Update the listing below so that every occurrence of "dropping a point" reads "placing a marker", with everything else left unchanged. Leave the pictures out of your answer.

━━━━━━━━━━━━━━━━

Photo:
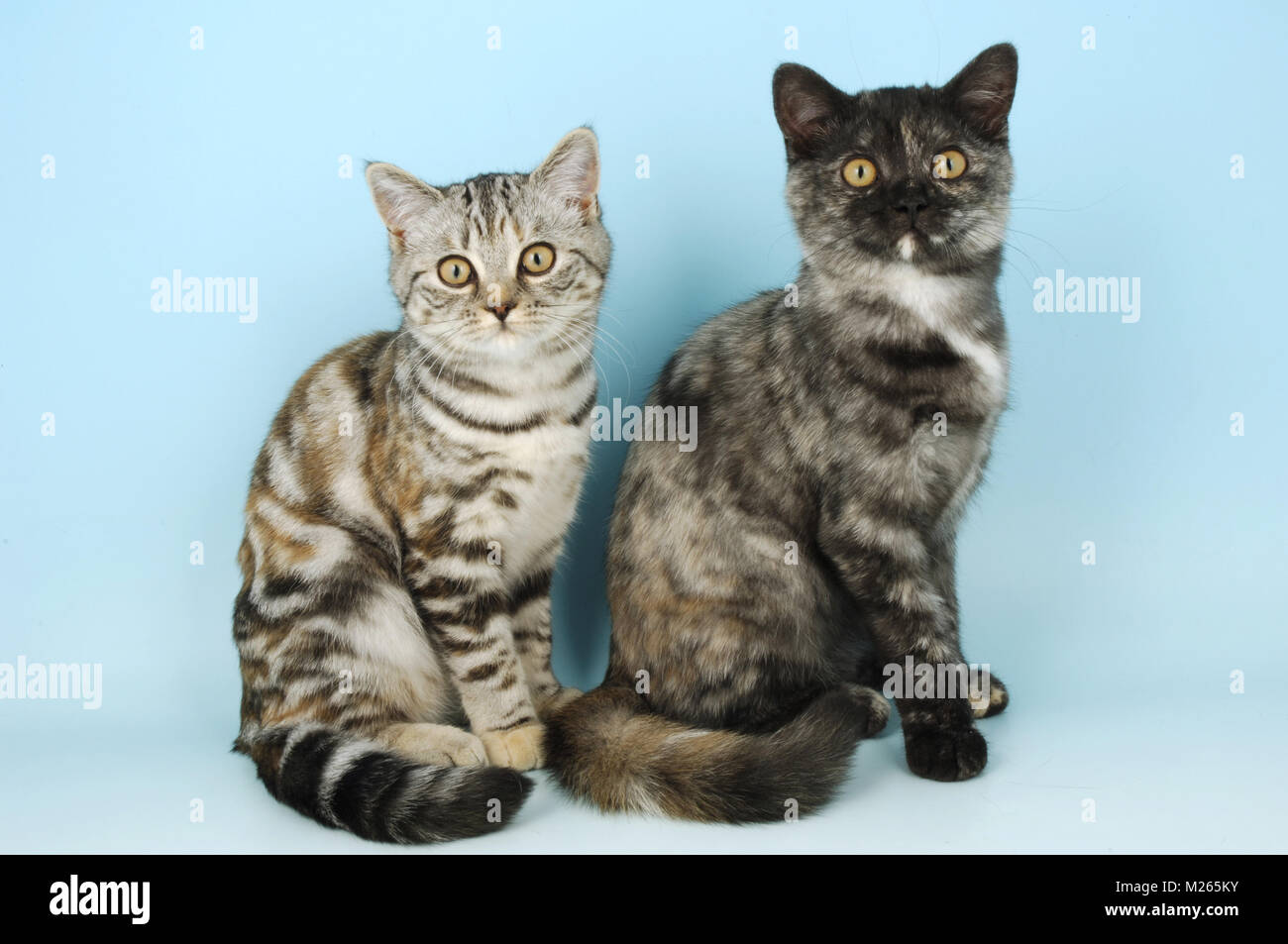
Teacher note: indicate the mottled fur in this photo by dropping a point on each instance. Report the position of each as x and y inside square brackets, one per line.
[407, 510]
[764, 578]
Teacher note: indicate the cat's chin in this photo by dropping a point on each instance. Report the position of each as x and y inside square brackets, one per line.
[506, 344]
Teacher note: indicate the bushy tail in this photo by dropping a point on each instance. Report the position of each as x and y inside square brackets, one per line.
[364, 787]
[609, 749]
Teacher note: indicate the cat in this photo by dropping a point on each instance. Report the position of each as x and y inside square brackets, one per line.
[407, 509]
[759, 584]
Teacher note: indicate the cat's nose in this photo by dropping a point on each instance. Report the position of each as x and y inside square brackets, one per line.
[912, 205]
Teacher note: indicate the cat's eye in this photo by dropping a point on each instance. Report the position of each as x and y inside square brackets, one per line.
[455, 270]
[948, 165]
[537, 258]
[859, 171]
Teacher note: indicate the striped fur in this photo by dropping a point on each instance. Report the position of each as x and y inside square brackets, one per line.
[407, 510]
[810, 539]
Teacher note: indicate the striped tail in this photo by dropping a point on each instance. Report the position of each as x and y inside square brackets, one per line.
[609, 749]
[364, 787]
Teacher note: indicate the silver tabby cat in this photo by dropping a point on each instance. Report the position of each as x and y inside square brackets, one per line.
[408, 506]
[760, 583]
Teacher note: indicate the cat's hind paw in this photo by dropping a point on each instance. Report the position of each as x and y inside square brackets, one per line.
[944, 754]
[520, 749]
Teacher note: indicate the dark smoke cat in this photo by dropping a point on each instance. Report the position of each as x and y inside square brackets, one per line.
[750, 578]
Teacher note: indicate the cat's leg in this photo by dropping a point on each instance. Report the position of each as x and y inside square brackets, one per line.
[988, 694]
[531, 629]
[475, 631]
[434, 743]
[887, 565]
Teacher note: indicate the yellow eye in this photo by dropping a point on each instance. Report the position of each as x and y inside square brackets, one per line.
[537, 258]
[859, 172]
[455, 270]
[948, 165]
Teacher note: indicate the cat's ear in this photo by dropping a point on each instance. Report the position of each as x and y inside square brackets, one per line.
[400, 198]
[571, 171]
[804, 102]
[984, 89]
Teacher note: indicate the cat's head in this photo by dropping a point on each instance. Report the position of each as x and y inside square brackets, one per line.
[501, 264]
[919, 175]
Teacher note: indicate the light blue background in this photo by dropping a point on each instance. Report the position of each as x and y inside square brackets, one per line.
[224, 162]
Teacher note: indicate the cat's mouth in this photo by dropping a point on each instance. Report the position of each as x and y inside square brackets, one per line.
[909, 244]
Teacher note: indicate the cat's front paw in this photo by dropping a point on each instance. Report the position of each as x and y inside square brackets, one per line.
[555, 700]
[522, 749]
[990, 698]
[944, 754]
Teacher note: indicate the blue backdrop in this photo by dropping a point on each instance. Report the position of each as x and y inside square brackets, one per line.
[1147, 691]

━━━━━━━━━━━━━━━━

Task output:
Photo:
Teacher note: indicate the mottled fur in this photo by placing a marker on each instance. Report the position of each as x and y inside square brackets, one per line.
[407, 510]
[764, 578]
Teacher note: indicate the cat's chin in this photo by placing a marker on each instance. Report the position of each as x and y inside square brackets, one per line.
[506, 344]
Teacher note: indicate the bushy tail in this photo by placing a marker on each instance. Report the position of each as x and y inside square brackets, one per line.
[364, 787]
[609, 749]
Teacher note: indicate the cat in this photo by placing a marker on each instance. Report the position of each as x and y inside square brackets, one per line.
[407, 509]
[759, 584]
Teacher note: indicate the cat's nose in this photo by placing a marker on each instance. Report the position of each as x and y inside square brackets, one per line.
[912, 205]
Teacher note: indicate the cat's eye in this photo by placing a marker on each instance. Report the position of each as x and y inside square brackets, one per line.
[455, 270]
[948, 165]
[537, 258]
[859, 171]
Teacher note: indicate the striped fur in this photo by placing a marker on each instance. Report the position of each as x and y inside square brackets, one per line.
[407, 510]
[810, 539]
Teacher note: indicate the striped tail in this photo by placing a marker on each instance. Report the position of each as x and y inside square brackets, one per line.
[609, 749]
[364, 787]
Teacher note: indicate the silver tabby cat in this photo by placing a marker on each instance. Report the position of each as x and y inside square brackets, one per line.
[408, 506]
[760, 583]
Teacher note: indicate the cat's hind paw in this photo by placing a marker on each instance. Report the position of each as x and y inside square brackets, one per line.
[944, 754]
[520, 749]
Teacher note: indicate the dark smoke cat in this photo by placing a marker on each instance. Report the position of each as x and y inside square brackets, one per line.
[750, 578]
Teacher note: indicate the cat's leg in this photo by placing a marker on each instance. Report the position of each as x and y inside square brackets, one per line.
[988, 694]
[531, 629]
[475, 631]
[434, 743]
[887, 565]
Teacher note: indicate the yellow eye in this photo by placing a marker on each instance. Report the position of each as x and y inside square brackets, one per line.
[537, 258]
[859, 172]
[455, 270]
[948, 165]
Teacher note: indicate the cat's ear in this photo by placing a marker on each instance. Report the position of each as x and y inside square brackets, one per line.
[400, 198]
[571, 171]
[804, 102]
[984, 89]
Teacher note: indicate the cat's head in this photo by placing a marker on each instance. Report the position of each as x and y inside square brackets, one per line.
[501, 264]
[919, 175]
Teacher note: indicate the light blue background in this photo by placing a marker on each instance. Report the position of each as x and y inside square brackets, one per line.
[224, 162]
Teacher note: indicate the cat's mouth in this photo by placing a marker on each instance. Report the position of each as x and y inside square brackets, one per line.
[909, 244]
Teacher note: indicate the cat's front paw in this photo by placing a marker on each instance. Report the position of each as x and y inside square brackets, one per line.
[555, 700]
[522, 749]
[990, 698]
[944, 754]
Teacher note: indicate the blue backdrop in this photo by placing a marker on each instance. Report the position of each as x and y inside square brackets, one per line.
[1147, 691]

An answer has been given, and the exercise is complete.